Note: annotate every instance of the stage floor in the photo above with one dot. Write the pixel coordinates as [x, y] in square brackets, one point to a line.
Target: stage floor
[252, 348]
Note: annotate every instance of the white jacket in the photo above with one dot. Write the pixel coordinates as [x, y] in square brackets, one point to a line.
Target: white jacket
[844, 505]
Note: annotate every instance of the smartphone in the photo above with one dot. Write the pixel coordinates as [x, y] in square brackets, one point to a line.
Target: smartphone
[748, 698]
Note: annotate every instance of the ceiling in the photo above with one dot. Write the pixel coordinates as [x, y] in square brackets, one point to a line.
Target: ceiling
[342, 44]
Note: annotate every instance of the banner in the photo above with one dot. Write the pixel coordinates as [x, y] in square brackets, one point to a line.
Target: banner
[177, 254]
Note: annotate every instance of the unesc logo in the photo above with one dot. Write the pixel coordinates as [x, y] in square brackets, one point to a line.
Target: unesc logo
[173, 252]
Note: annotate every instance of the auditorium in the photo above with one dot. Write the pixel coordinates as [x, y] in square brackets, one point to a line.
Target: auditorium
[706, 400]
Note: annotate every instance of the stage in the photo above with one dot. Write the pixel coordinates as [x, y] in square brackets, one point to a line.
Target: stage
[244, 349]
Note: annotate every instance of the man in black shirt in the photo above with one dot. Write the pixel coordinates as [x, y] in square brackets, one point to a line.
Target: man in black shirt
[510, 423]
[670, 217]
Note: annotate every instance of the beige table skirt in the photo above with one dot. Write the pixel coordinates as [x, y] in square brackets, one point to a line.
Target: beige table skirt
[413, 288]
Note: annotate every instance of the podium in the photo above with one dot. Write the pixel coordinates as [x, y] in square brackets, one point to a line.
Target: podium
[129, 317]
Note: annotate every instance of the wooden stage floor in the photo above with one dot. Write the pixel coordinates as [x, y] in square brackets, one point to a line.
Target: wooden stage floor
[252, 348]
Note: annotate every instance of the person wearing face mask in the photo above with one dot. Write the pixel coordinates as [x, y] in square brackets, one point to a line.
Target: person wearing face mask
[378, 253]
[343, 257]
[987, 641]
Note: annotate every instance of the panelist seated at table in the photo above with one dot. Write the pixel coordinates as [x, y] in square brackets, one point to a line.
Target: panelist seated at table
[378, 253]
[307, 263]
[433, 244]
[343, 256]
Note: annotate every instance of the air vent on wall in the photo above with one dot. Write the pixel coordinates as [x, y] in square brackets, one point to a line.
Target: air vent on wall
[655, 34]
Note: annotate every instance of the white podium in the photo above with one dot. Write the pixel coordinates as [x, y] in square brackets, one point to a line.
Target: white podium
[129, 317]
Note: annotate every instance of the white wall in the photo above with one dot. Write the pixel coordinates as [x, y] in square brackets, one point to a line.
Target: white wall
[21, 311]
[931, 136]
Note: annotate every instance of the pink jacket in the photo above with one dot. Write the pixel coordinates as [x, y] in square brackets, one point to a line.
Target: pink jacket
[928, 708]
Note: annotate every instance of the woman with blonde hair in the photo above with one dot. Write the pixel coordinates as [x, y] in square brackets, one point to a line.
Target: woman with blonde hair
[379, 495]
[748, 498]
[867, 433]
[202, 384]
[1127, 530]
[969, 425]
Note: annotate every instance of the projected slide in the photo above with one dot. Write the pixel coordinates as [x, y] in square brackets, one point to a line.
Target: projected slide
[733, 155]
────────────────────────────────────────
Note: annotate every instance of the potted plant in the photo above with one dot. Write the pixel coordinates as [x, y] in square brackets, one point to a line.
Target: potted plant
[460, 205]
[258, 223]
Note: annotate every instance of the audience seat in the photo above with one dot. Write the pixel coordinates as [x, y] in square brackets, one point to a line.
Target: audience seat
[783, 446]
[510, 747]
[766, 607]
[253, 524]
────────────────────────────────────────
▶ BRIEF
Reproduce, character for character, only the lines of the preceding data that start at the line with "Note: annotate every instance of the ceiling" and end at the line with "Note: annotate every instance of the beige", both included.

▶ YOUR SOLUTION
Note: annotate every instance of the ceiling in the photo above with one dot. Write the pixel coordinates as [x, y] in square brackets, one point to a line.
Target: ceiling
[342, 44]
Note: annotate every instance of the banner in the photo above with one dot. Write the pixel coordinates as [x, y] in square brackets, one point to a line.
Target: banner
[177, 254]
Note: annotate every instance of the unesc logo in the photo above with one dot. Write the pixel coordinates as [x, y] in square brackets, one point to a line.
Target: unesc logo
[173, 252]
Note: annotate every instance of the auditorium in the photo above with one dot. Write the pixel coordinates as [x, y] in square brackets, one point to a line.
Target: auditorium
[706, 400]
Note: annotate every instance of the stage in the photo above with one dot. Write the pixel coordinates as [x, y] in square brackets, one point to a line.
Target: stage
[244, 349]
Note: annotate every instance of the man in black shirt in the photo above with one dot. Write the pixel coordinates as [x, y] in square brackets, one point to a line.
Target: man in black shirt
[510, 423]
[670, 217]
Note: annotate every instance of the beige table skirt in the photo above with one dot. Write the pixel coordinates as [x, y] in square brackets, one point to a line.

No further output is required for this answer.